### Ausgangstext:
────────
Jürgen Rose: Völkerrrechts- und Verfassungsbruch
Jürgen Rose: Völkerrrechts- und Verfassungsbruch


Peter Kleinert: Ich habe Panorama nicht gesehen, sondern erfuhr von der Sendung über Sie aus der Presse. Bei welcher Einheit sind Sie Oberstleutnant, und was hat Ihre Arbeit da mit den Tornados zu tun, die mit ein paar hundert Soldaten nach Afghanistan geschickt werden sollen?

Jürgen Rose: Ich versehe meinen Dienst im Wehrbereichskommando IV in München. Dort bin ich unter anderem für die Organisation logistischer Unterstützungsleistungen für die Auslandseinsätze der Bundeswehr zuständig.

War Ihre Mitteilung eigentlich eine echte oder eine theoretische Befehlsverweigerung? Sie hätten ja eigentlich nicht per Tornado oder im Gefolge nach Afghanistan gehen müssen. Warum haben Sie trotzdem diese Befehlsverweigerung öffentlich erklärt?

Es ist richtig, daß ich selbst nicht nach Afghanistan hätte gehen müssen. Aber mein Auftrag bestand darin, den Einsatz der TORNADOS mit ganz konkreten logistischen Unterstützungsleistungen allererst zu ermöglichen. Wie Sie sich sicherlich vorstellen können, muß jedes Kampfflugzeug erst betankt, aufmunitioniert und gewartet sein, bevor es von der Runway abheben kann.

Da Sie eigentlich nicht nach Afghanistan hätten fliegen müssen: Welche Auswirkungen hat Ihre Gehorsamsverweigerung konkret für diesen auch meiner Ansicht nach gegen die Verfassung verstoßenden Tornado-Einsatz?

Zunächst einmal habe ich lediglich erklärt, mich aus Gewissensgründen nicht an dem ja nicht nur in meinen Augen existierenden Völkerrechts- und Verfassungsbruch zu beteiligen. Nun wird wohl ein anderer Kamerad diesen Auftrag bekommen. Dieser wird dann wohl ebenfalls sein Gewissen prüfen und dann danach handeln müssen.
────────
### Verfügbares Material:

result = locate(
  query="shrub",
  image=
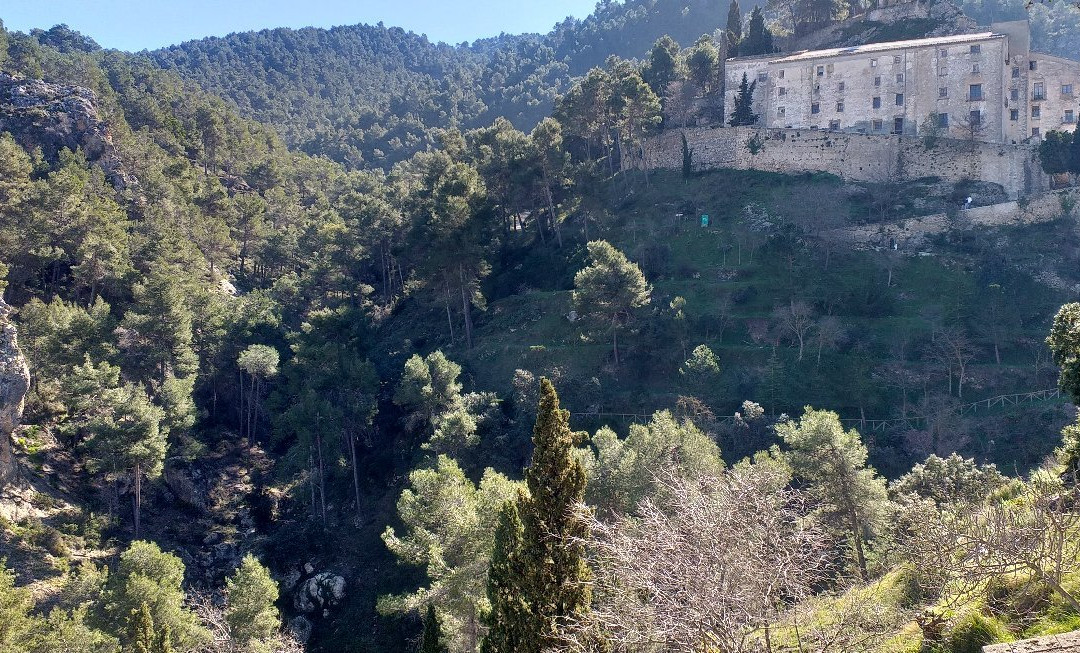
────────
### Zu erledigende Aufgaben:
**1)** In welcher Dienststelle tut Jürgen Rose laut dem Interview zur Befehlsverweigerung seinen Dienst?
**2)** Schreib das Interview zur Befehlsverweigerung nach seinem letzten Satz weiter.

### Antworten nacheinander:
**1)** Im Wehrbereichskommando IV in München.

**2)**
Inzwischen ist bekannt geworden, dass „die Bundeswehr“ Sie für Ihre Haltung nicht bestraft, sondern dass man das akzeptiert. Wer ist in diesem Fall „die Bundeswehr“? Mit welcher Begründung akzeptierte man Ihre Verweigerung? Und: Haben Sie mit dieser freundlichen Reaktion gerechnet?

Zunächst einmal hat mein zuständiger Disziplinarvorgesetzter entsprechend den rechtlichen Vorgaben, die das Bundesverwaltungsgericht in Leipzig im Juni 2005 in seinem epochalen Urteil zur Gewissensfreiheit von Soldaten gemacht hat, entschieden, mir eine „gewissensschonende Handlungsalternative“ zur Verfügung zu stellen und mich in eine andere Abteilung des Wehrbereichskommandos abgeordnet. Darüber hinaus wird im Bundesministerium der Verteidigung soweit ich weiß die Begründung meiner Gewissensentscheidung noch weiter geprüft. Diesbezüglich steht das endgültige Ergebnis noch aus. Da ich meine, daß ich mich mit dieser Begründung innerhalb der Vorgaben des Bundesverwaltungsgerichtsurteils bewege, erwarte ich, daß das Verteidigungsministerium meinem Antrag stattgibt.

Ich habe inzwischen eine - von den Medien kaum beachtete - Pressemitteilung der Links-Fraktion im Bundestag veröffentlicht, wonach diese gegen den Tornado-Einsatz Verfassungsbeschwerde einlegt, und zwar in einer weniger alibimäßigen Form als die beiden Unionsabgeordneten, deren Beschwerde im Handumdrehen abgelehnt werden konnte. Geben Sie der Klage der Links-Fraktion, die sich dazu offenbar durch Sie angeregt fühlte, eine bessere Chance? Wenn ja, warum?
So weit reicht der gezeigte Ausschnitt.